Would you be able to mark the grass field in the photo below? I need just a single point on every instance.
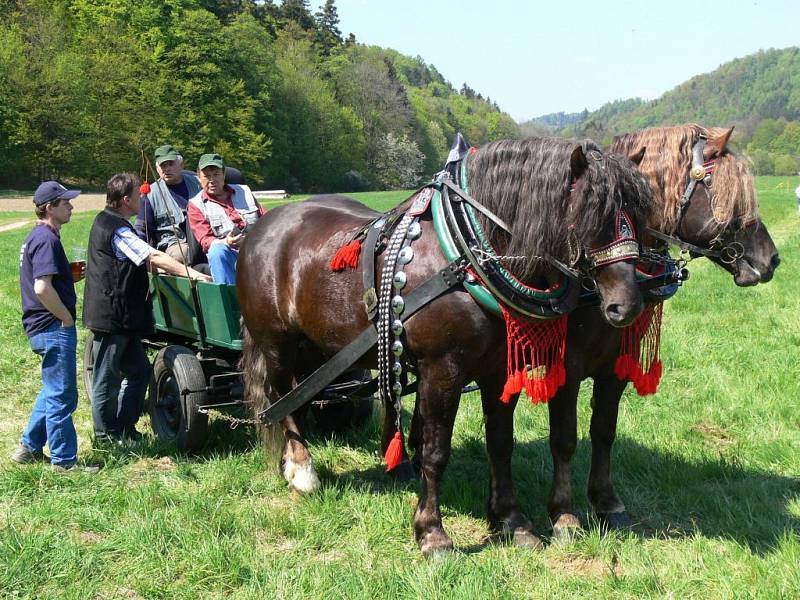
(709, 468)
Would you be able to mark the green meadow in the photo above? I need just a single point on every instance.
(709, 469)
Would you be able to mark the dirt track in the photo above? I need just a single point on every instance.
(83, 203)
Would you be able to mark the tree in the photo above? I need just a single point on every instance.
(315, 139)
(785, 165)
(298, 11)
(328, 34)
(49, 86)
(399, 163)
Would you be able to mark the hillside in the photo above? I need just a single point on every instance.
(86, 87)
(759, 94)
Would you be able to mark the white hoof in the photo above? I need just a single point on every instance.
(302, 478)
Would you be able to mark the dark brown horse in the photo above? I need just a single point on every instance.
(296, 312)
(720, 212)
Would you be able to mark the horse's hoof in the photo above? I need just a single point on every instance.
(301, 478)
(614, 521)
(404, 472)
(523, 538)
(436, 545)
(566, 528)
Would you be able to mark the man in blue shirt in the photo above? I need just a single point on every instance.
(161, 220)
(117, 308)
(48, 317)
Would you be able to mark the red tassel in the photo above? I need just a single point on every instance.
(346, 256)
(639, 361)
(540, 345)
(394, 453)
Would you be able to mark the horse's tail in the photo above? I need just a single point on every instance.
(253, 365)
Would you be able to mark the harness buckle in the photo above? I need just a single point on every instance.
(370, 302)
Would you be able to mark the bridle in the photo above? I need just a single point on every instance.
(701, 172)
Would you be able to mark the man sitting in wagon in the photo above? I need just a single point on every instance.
(219, 217)
(161, 221)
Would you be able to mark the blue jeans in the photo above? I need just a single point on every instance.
(222, 262)
(51, 418)
(119, 384)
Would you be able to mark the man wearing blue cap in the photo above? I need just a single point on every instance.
(48, 317)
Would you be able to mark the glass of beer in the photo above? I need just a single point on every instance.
(78, 263)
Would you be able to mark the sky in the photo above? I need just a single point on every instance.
(535, 58)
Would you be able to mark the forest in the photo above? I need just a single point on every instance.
(91, 87)
(759, 94)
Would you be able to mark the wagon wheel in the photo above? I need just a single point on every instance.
(343, 416)
(176, 391)
(88, 365)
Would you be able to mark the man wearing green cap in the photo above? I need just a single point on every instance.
(220, 216)
(162, 214)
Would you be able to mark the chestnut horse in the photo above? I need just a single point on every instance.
(719, 212)
(296, 313)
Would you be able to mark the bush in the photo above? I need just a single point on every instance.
(354, 181)
(785, 165)
(399, 162)
(763, 163)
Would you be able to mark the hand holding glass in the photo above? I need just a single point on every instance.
(78, 264)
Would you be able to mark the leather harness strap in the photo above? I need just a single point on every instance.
(368, 250)
(446, 279)
(476, 205)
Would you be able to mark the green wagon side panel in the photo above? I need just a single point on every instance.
(220, 310)
(174, 308)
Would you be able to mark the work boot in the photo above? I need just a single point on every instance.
(25, 456)
(76, 468)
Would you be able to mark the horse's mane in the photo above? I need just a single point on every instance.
(666, 164)
(527, 184)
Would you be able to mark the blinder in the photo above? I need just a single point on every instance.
(625, 246)
(702, 171)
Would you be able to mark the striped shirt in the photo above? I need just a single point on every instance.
(127, 245)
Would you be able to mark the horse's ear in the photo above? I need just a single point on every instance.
(636, 157)
(577, 163)
(719, 143)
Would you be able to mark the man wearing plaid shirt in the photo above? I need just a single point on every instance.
(118, 310)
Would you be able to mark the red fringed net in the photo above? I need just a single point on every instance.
(346, 256)
(537, 345)
(638, 359)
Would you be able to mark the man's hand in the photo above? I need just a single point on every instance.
(234, 240)
(198, 276)
(80, 275)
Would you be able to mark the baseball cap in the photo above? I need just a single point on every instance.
(49, 191)
(166, 152)
(210, 160)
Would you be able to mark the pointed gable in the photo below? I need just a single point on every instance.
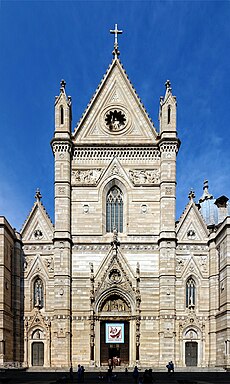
(115, 113)
(191, 226)
(38, 226)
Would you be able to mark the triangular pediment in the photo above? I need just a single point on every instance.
(115, 170)
(38, 226)
(114, 273)
(191, 226)
(115, 113)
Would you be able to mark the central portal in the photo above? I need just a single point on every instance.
(114, 336)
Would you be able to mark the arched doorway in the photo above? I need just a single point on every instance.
(191, 353)
(38, 354)
(192, 347)
(116, 331)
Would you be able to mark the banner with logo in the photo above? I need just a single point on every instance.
(114, 333)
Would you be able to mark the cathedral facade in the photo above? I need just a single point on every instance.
(116, 277)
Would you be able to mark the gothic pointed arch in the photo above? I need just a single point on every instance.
(114, 201)
(38, 292)
(191, 292)
(114, 209)
(114, 300)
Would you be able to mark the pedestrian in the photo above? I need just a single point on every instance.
(82, 373)
(79, 373)
(171, 366)
(109, 374)
(135, 374)
(71, 373)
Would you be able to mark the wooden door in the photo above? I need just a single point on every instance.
(38, 354)
(191, 349)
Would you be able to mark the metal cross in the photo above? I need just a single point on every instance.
(116, 32)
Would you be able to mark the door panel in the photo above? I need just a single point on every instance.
(191, 349)
(38, 354)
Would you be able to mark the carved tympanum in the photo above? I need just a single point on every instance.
(144, 176)
(115, 304)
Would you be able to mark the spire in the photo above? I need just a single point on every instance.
(116, 32)
(206, 195)
(38, 195)
(191, 195)
(63, 84)
(168, 88)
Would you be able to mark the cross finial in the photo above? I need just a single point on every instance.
(63, 84)
(116, 32)
(38, 195)
(168, 85)
(191, 195)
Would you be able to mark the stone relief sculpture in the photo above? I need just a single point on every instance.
(117, 305)
(86, 176)
(144, 176)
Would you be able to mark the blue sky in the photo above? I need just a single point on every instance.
(42, 42)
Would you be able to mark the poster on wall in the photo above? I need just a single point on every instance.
(114, 333)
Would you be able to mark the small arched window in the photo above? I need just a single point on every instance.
(169, 114)
(190, 293)
(62, 114)
(38, 293)
(114, 210)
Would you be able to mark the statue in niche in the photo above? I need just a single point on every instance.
(115, 276)
(116, 305)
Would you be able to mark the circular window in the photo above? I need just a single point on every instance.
(115, 120)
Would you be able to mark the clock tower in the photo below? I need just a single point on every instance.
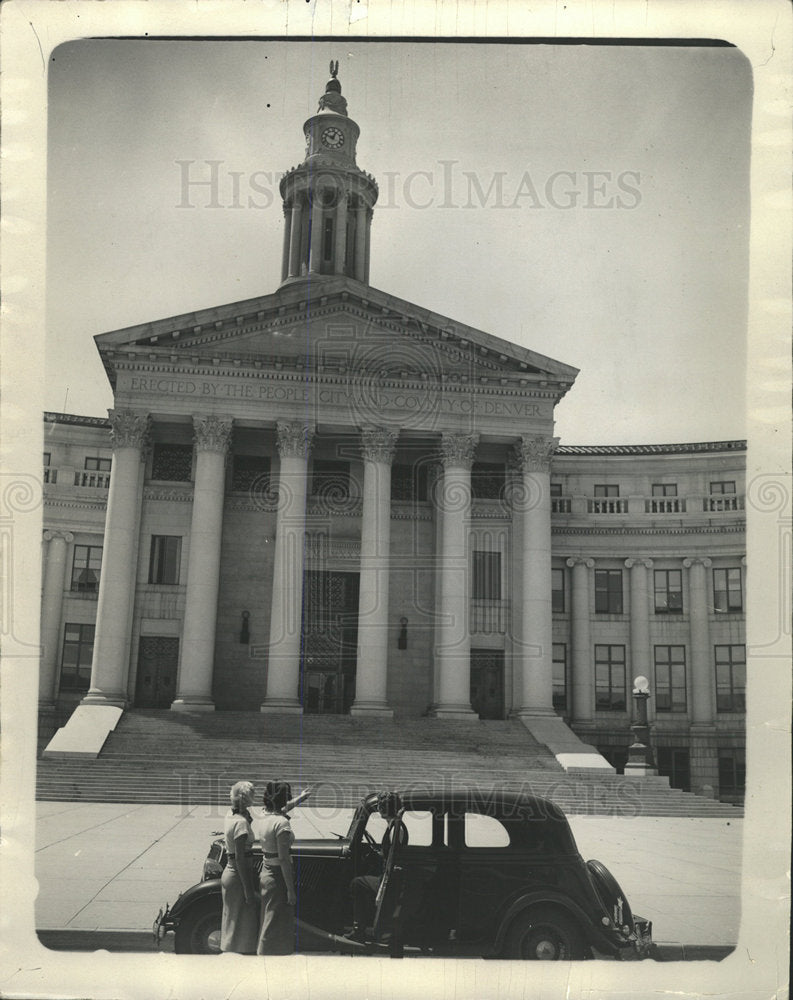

__________

Give back every line of the material above word for word, leaving out the pictures.

Would you be able to mark the grass field in the photo below? I need just a single point on every instance.
(709, 468)
Would you be able to mark the green meadow in the photo above? I need just a single point on every instance.
(709, 469)
Would you be able to mark the dirt track in the photo above? I need just a single point on every instance.
(83, 203)
Would you be able to mark the tree in the photo above? I need just a single point on every instance.
(315, 139)
(785, 165)
(298, 11)
(328, 34)
(49, 86)
(399, 163)
Would you be able to mark the hillside in the photo above? I need just a single point on every instance.
(86, 87)
(759, 94)
Would you be able to mark the white hoof in the photo above? I need just a single point on every instance.
(302, 478)
Would you be able to mark the dark brown horse in the photo above? I need just a single point on every instance.
(296, 312)
(720, 212)
Would you be able to mark the horse's hoof in the photo above? I need just a single point on every instance.
(301, 478)
(614, 521)
(404, 472)
(523, 538)
(436, 545)
(566, 528)
Would you be able to mark the man in blue shirt in the photo above? I need just a single point on every instance.
(161, 220)
(117, 308)
(48, 317)
Would you be able to mark the red tassel in the photo above? I need just a single point on every instance.
(346, 256)
(639, 361)
(540, 345)
(394, 453)
Would you be able to mark the horse's tail in the photo above? I need just a single point on every instance.
(253, 365)
Would you be able to mark the harness buckle in the photo above? I need just a single point on every instance.
(370, 302)
Would you be able to mark the bridle in the photo above? I need just a single point on every instance.
(701, 172)
Would you be able to mark the man sitting in wagon in the photo above? I need just a single point on every instance.
(219, 217)
(161, 221)
Would you be able to mark the blue jeans in the photo above? I need just a single point on every instance.
(222, 262)
(51, 418)
(119, 384)
Would you be able to mark the man wearing blue cap in the photo above? I need just a single point on every instance.
(48, 317)
Would you be able to mark the glass of beer in the photo above? I need just a single point on every instance.
(78, 263)
Would you be able to mark the sky in the photo above? I need just a single point on every instance.
(535, 58)
Would you be able to mark the forest in the photo above? I need just a single point on every instance.
(91, 87)
(759, 94)
Would you be able to mark the wagon wheel in the photo above? I need just a single point on every instance.
(343, 416)
(176, 391)
(88, 365)
Would you be able to mark the man wearing green cap in the photo above? I need just a single point on every instance.
(220, 216)
(162, 214)
Would you be able to mark the chestnut horse in the photo above? I need just a single point on every instance.
(719, 212)
(296, 313)
Would you be able to mark the bush in the photo above? I need just a single point on every instance.
(354, 181)
(785, 165)
(399, 162)
(763, 163)
Would you be able to mark the hand holding glass in the photo above? I need just a single point on every instance.
(78, 264)
Would you be able to mark the leather harness strap in the photo above? I need just a single point on every instance.
(368, 250)
(446, 279)
(476, 205)
Would you be able to mark the green wagon side panel in the photo above? I need just a single point on every instance.
(220, 310)
(174, 308)
Would you be able to mark the work boot in the photo above? I need just a single point on every instance.
(25, 456)
(76, 468)
Would you be able to mark the horse's mane in the photo above? I need just a single point on every instance.
(666, 164)
(527, 184)
Would you be able to mark the blinder in the photo above? I need just a single point on every instance.
(625, 246)
(702, 171)
Would you be able to mark the striped shirt in the photo above? I need just a single point on every instance.
(127, 245)
Would you be able to mark the horse's ear in the photo above? I need just a single point on every instance.
(636, 157)
(577, 163)
(719, 143)
Would you be able to mark the man wearing plaid shirt in the photo above? I need just a single point on every instance.
(118, 310)
Would you be able to mark the red fringed net in the photo above? I need just a single point on every instance.
(346, 256)
(537, 345)
(638, 359)
Would you be able to mark the man's hand in the photo above? I need just a single point on every instance.
(234, 240)
(198, 276)
(80, 275)
Would you be able to mark the baseball cap in the photo above? I need just a single point on every instance.
(49, 191)
(166, 152)
(210, 160)
Would you be able to mark the pointed gable in the photo below? I need just a single point on every instance.
(115, 113)
(191, 226)
(38, 226)
Would you be able to mark the triangular pediment in the photo above? I need just a single point on every instance.
(115, 170)
(38, 226)
(114, 273)
(191, 226)
(115, 113)
Would you be able to mark the central portal in the photo above? I need just a single point on every instance.
(114, 336)
Would you be able to mark the arched doorway in the photo above? I need just a single point on every instance.
(191, 353)
(38, 354)
(192, 347)
(116, 331)
Would you be able to mark the banner with logo in the photo above? I need just a single point on every instance.
(114, 333)
Would you be able to mark the cathedral facade in the photo above? I need just a single point on every instance.
(116, 277)
Would you be able to mark the gothic pointed arch in the photo above? I need just a single point on every instance.
(114, 201)
(38, 292)
(191, 292)
(114, 209)
(114, 300)
Would you be able to mark the pedestrian in the photo above? I need just a single point on every instance.
(82, 373)
(79, 373)
(171, 366)
(109, 374)
(135, 374)
(71, 373)
Would you be able to mark the wooden door in the photo above? I need just a single point on every instance.
(38, 354)
(191, 349)
Would you be able to mark the metal cross in the photo above? I need just a single point on every instance.
(116, 32)
Would you be able to mark the door panel in the photo above? I need just a single point on every instance.
(191, 349)
(38, 354)
Would you be able to mark the carved tympanum in the photo above? I need just a single point on every instance.
(144, 176)
(115, 304)
Would you be able to mark the spire in the photo above? I need just a single point on every instance.
(116, 32)
(206, 195)
(38, 195)
(191, 195)
(63, 84)
(168, 88)
Would you be able to mark the cross finial in the photo above? I need just a single point on every instance.
(63, 84)
(116, 32)
(38, 195)
(168, 85)
(191, 195)
Would you be able to mark the stone relief sculpture in the photo above? I need just a single point on every instance.
(117, 305)
(86, 176)
(144, 176)
Would you be able to mark the blue sky in the photo above? I need just a single point on every instance.
(42, 42)
Would you be able to mark the poster on wall in the photo above? I need just a single point on every instance.
(114, 333)
Would you be able to mark the small arched window in the photo above? I need just a single point on every instance.
(169, 114)
(190, 293)
(62, 114)
(38, 293)
(114, 210)
Would you be able to mark the statue in niche in the photo above? I need just a single point on every instance.
(115, 276)
(116, 305)
Would you be able to mark the circular window in the photo above? I need just a single point on every instance.
(115, 120)
Would you be able to mark the clock tower in the photo below? I need just a single point on every instance.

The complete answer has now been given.